> TASKS:
1. Answer these questions from the ext4 delayed extent tree patch:
(a) How many files does the patch change?
(b) Which object file does the patch add to the Makefile?
(c) Who does the header comment of delayed_extents.c name as its writer?
2. Translate this sentence from the ext4 delayed extent tree patch into Spanish: "This patch adds operations on a delayed extent tree."
3. Continue the ext4 delayed extent tree patch after its last line.

> DOCUMENT SECTION:
◇ ◇ ◇ ◇ ◇

[RFC PATCH 3/5] ext4: add operations on delayed extent tree

[Date Prev][Date Next][Thread Prev][Thread Next][Date Index][Thread Index]

 



This patch adds operations on a delayed extent tree.

Signed-off-by; Yongqiang Yang <xiaoqiangnk@xxxxxxxxx>

Signed-off-by: Yongqiang Yang <xiaoqiangnk@xxxxxxxxx>
---
 fs/ext4/Makefile          |    2 +-
 fs/ext4/delayed_extents.c |  390 +++++++++++++++++++++++++++++++++++++++++++++
 fs/ext4/delayed_extents.h |   25 +++
 3 files changed, 416 insertions(+), 1 deletions(-)
 create mode 100644 fs/ext4/delayed_extents.c

diff --git a/fs/ext4/Makefile b/fs/ext4/Makefile
index 56fd8f86..ee16ad3 100644
--- a/fs/ext4/Makefile
+++ b/fs/ext4/Makefile
@@ -7,7 +7,7 @@ obj-$(CONFIG_EXT4_FS) += ext4.o
 ext4-y	:= balloc.o bitmap.o dir.o file.o fsync.o ialloc.o inode.o page-io.o \
 		ioctl.o namei.o super.o symlink.o hash.o resize.o extents.o \
 		ext4_jbd2.o migrate.o mballoc.o block_validity.o move_extent.o \
-		mmp.o indirect.o
+		mmp.o indirect.o delayed_extents.o
 
 ext4-$(CONFIG_EXT4_FS_XATTR)		+= xattr.o xattr_user.o xattr_trusted.o
 ext4-$(CONFIG_EXT4_FS_POSIX_ACL)	+= acl.o
diff --git a/fs/ext4/delayed_extents.c b/fs/ext4/delayed_extents.c
new file mode 100644
index 0000000..6275b19
--- /dev/null
+++ b/fs/ext4/delayed_extents.c
@@ -0,0 +1,390 @@
+/*
+ *  fs/ext4/delayed_extents.c
+ *
+ * Written by Yongqiang Yang <xiaoqiangnk@xxxxxxxxx>
+ *
+ * Ext4 delayed-extents-list core functions.

◇ ◇ ◇ ◇ ◇

> PROVIDED DATA:
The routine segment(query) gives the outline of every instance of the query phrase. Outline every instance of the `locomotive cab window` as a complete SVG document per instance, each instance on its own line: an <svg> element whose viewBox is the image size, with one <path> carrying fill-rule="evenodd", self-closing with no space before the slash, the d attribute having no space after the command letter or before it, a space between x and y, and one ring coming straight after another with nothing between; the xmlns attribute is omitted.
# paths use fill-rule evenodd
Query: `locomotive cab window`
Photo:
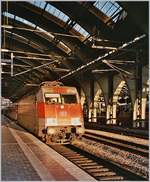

◇ ◇ ◇ ◇ ◇

> ANSWERS:
1.
(a) Three files.
(b) delayed_extents.o
(c) Yongqiang Yang.

2. Este parche añade operaciones sobre un árbol de extensiones diferidas.

3.
+ */
+
+#include "ext4.h"
+#include "delayed_extents.h"
+#include "ext4_extents.h"
+
+/*
+ * delayed extent implementation for ext4.
+ *
+ *
+ * ==========================================================================
+ * 1. Why delayed extent implementation ?
+ *
+ * Without delayed extent, ext4 identifies a delayed extent by looking up
+ * page cache, this has several deficiencies - complicated, buggy, and
+ * inefficient code.
+ *
+ * FIEMAP, SEEK_HOLE/DATA, bigalloc, punch hole and writeout all need to know if
+ * a block or a range of blocks are belonged to a delayed extent.
+ *
+ * Let us have a look at how they do without delayed extents implementation.
+ *   --	FIEMAP
+ *	FIEMAP looks up page cache to identify delayed allocations from holes.
+ *
+ *   --	SEEK_HOLE/DATA
+ *	SEEK_HOLE/DATA has the same problem as FIEMAP.
+ *
+ *   --	bigalloc
+ *	bigalloc looks up page cache to figure out if a block is already
+ *	under delayed allocation or not to determine whether quota reserving
+ *	is needed for the cluster.
+ *
+ *   -- punch hole
+ *	punch hole looks up page cache to identify a delayed extent.
+ *
+ *   --	writeout
+ *	Writeout looks up whole page cache to see if a buffer is mapped, If
+ *	there are not very many delayed buffers, then it is time comsuming.
+ *
+ * With delayed extents implementation, FIEMAP, SEEK_HOLE/DATA, bigalloc and
+ * writeout can figure out if a block or a range of blocks is under delayed
+ * allocation(belonged to a delayed extent) or not by searching the delayed
+ * extent list.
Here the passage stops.